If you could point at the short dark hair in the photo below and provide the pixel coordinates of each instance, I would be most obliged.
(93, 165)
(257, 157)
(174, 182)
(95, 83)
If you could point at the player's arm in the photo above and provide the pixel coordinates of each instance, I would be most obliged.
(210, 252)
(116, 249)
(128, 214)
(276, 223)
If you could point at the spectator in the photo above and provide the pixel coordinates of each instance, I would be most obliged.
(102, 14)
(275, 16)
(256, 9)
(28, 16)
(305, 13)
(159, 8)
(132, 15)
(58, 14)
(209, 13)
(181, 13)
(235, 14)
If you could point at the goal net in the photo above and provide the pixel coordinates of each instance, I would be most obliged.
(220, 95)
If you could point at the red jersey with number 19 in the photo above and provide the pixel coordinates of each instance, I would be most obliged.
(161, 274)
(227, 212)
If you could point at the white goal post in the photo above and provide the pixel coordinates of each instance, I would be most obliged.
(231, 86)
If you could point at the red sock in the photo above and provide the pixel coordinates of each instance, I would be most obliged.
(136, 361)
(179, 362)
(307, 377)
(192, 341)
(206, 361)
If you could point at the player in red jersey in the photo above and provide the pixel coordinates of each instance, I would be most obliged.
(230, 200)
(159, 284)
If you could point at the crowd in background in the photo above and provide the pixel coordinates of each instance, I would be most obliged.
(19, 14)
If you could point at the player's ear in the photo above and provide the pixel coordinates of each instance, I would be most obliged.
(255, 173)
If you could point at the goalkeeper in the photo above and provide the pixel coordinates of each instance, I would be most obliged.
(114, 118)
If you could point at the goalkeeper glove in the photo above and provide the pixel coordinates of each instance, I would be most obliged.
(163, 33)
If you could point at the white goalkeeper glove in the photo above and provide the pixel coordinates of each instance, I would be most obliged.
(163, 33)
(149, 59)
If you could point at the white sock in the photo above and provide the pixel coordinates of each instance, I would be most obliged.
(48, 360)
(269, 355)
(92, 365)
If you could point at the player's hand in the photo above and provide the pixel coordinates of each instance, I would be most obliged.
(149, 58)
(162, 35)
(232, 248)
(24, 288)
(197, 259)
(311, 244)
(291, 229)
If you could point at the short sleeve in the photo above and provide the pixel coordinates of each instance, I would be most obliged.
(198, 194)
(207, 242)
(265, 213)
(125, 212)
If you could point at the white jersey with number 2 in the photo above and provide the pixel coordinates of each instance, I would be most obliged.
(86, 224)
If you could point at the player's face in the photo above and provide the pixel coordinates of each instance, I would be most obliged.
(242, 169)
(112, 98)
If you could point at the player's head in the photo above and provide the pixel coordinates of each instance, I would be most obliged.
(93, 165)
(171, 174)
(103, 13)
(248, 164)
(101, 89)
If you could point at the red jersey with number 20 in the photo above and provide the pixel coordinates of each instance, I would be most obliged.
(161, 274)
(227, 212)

▶ [Instructions to follow] Word for word, quote the lines from the line containing "If you could point at the goalkeeper in" through the end of the material, both included, and nothing else.

▶ [Answer]
If you could point at the goalkeeper in the photo above and provide the pixel coordinates of each instance, I would be most obliged.
(114, 118)
If you could point at the goalkeeper glove in the photo above and provide the pixel coordinates of each instance, I would be most obliged.
(163, 33)
If you could point at the white goalkeeper glove in the photo above and provide the pixel coordinates of each instance, I would be most obliged.
(163, 33)
(149, 59)
If you could point at the white sock in the photo above and provide the pixel coordinates of each instance, I would be most obliged.
(48, 360)
(269, 355)
(92, 365)
If you could point at the player's hand in the photo above and provide the pixel coordinates of each instance, I would be most obliged.
(149, 58)
(162, 35)
(232, 248)
(24, 288)
(197, 259)
(311, 244)
(291, 229)
If you could point at the short sleeve in the photo above and provide the pixel coordinates of each instance, I would be most obliged.
(198, 194)
(207, 242)
(265, 213)
(125, 212)
If you could point at the white jersey with number 2 in the photo above and provide the pixel coordinates of each instance, I would be most obliged.
(86, 224)
If you could point at the player's face in the photo above and provide the pixel coordinates of each instance, I would be most obliged.
(242, 169)
(112, 98)
If you could point at the player's head in the photo above and provide the pixel coordinates of each instance, I would be most obliged.
(93, 165)
(171, 174)
(103, 13)
(248, 164)
(101, 89)
If you could point at the red jersey with number 20 in the photo above and provide the pixel coordinates of each instance, I would be most obliged.
(161, 274)
(227, 212)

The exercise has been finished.